§ TASK STATEMENT
Emit the entire listing verbatim.

[start]

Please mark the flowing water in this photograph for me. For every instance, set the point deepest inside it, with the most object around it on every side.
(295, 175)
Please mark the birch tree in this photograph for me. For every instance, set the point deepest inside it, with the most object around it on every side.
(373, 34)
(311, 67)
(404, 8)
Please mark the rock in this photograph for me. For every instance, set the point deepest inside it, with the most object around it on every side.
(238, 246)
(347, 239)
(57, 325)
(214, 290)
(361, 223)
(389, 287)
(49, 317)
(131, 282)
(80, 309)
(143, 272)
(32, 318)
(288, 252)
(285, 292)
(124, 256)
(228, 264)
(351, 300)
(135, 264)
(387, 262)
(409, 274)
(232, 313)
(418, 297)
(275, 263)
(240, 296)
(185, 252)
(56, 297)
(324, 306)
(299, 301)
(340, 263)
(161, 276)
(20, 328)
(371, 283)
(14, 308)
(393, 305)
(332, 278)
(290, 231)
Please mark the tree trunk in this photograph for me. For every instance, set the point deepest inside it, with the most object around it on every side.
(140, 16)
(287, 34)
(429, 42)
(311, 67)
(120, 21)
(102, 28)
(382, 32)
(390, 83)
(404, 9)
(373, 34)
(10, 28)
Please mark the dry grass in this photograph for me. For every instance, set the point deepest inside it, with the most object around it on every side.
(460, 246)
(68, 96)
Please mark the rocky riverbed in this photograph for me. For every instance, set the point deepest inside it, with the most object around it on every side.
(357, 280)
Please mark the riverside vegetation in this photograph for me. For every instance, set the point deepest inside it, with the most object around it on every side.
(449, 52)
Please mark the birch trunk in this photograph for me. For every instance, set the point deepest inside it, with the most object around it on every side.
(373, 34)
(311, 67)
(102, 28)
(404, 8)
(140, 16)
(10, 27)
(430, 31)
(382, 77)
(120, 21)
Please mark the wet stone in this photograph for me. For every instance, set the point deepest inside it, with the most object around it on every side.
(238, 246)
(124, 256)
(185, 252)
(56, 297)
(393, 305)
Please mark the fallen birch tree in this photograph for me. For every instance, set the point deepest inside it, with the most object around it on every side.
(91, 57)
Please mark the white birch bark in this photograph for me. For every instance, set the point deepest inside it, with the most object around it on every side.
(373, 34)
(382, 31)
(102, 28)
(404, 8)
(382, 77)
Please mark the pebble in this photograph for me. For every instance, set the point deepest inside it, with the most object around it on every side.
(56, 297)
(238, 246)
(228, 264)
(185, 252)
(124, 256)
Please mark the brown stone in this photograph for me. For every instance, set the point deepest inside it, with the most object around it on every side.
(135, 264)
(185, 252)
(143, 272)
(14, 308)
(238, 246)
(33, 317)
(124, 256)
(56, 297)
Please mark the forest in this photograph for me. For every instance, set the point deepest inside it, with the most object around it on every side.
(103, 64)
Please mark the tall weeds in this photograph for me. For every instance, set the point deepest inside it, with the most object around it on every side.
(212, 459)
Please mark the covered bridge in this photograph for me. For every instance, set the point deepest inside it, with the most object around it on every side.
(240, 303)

[end]

§ EXERCISE OUTPUT
Please mark the flowing water in this photograph for me. For every instance, set the point deepest inside it, with the most object around it on every side.
(295, 175)
Please mark the birch tree in this photograph for me. For every instance, set the point deepest inside it, with the most object around it on every side.
(373, 34)
(311, 67)
(404, 8)
Please mark the rock in this photograph for me. For every instance, set the point deepest inside it, with the most object around it on every side.
(238, 246)
(347, 239)
(57, 325)
(214, 290)
(361, 223)
(389, 287)
(49, 317)
(131, 282)
(80, 309)
(143, 272)
(32, 318)
(288, 252)
(285, 292)
(124, 256)
(228, 264)
(351, 300)
(135, 264)
(387, 262)
(409, 274)
(232, 313)
(418, 297)
(275, 263)
(240, 296)
(185, 252)
(56, 297)
(324, 306)
(299, 301)
(340, 263)
(161, 276)
(20, 328)
(371, 283)
(14, 308)
(393, 305)
(332, 278)
(290, 231)
Please mark the tree trunk in this photograph for me. For every instance, set the point deepest inside it, with the most object around it on every side.
(140, 16)
(287, 34)
(429, 42)
(311, 67)
(120, 21)
(102, 28)
(382, 32)
(390, 83)
(404, 9)
(373, 34)
(10, 28)
Please mark the dry grass in this photograph for me. For every instance, set the point deepest inside it, with the most object around it on every side.
(460, 246)
(68, 96)
Please mark the rocky riverbed in this photograph for me. For every instance, set the point deepest inside it, with the most object around it on every side.
(357, 280)
Please mark the riverside vegetation in this photograph for me. For every instance, set the point deepest inside it, with the most object around it on every side.
(449, 52)
Please mark the birch trunk in this photograph for me. For every instance, set the point deepest inside it, with the most object around it on every side.
(373, 34)
(311, 67)
(102, 28)
(404, 8)
(140, 16)
(10, 27)
(430, 31)
(382, 77)
(120, 21)
Please mark the wet stone in this photograph for me. For every instance, set the point deepest inside it, with the most object around it on every side.
(238, 246)
(124, 256)
(185, 252)
(56, 297)
(393, 305)
Please mark the fallen birch tree in this photograph for me. For every instance, set the point deepest inside it, with the most object around it on every side.
(91, 57)
Please mark the white birch bark in this photograph for me. For every instance, set the point deepest inside it, with the most object around it on every side.
(373, 34)
(382, 31)
(102, 28)
(404, 8)
(382, 77)
Please mark the pebble in this photograph for me. For every instance, set the point deepest inside it, with the most object around it on every side.
(56, 297)
(238, 246)
(228, 264)
(185, 252)
(124, 256)
Please mark the brown stone in this photograph for me. For every instance, set the point deepest inside it, with the most object around it on every side.
(135, 264)
(185, 252)
(143, 272)
(14, 308)
(238, 246)
(33, 317)
(124, 256)
(56, 297)
Please mark the forest in this photograph for me. For every instance, set the point deepest inside it, with the most object around it on every side.
(103, 64)
Please mark the tall weeds in this photograph for me. For every instance, set the point deepest inside it, with the most object around it on every side.
(212, 459)
Please mark the covered bridge in this photograph for me. For every instance, set the point deepest inside it, with the most object around it on every side.
(240, 303)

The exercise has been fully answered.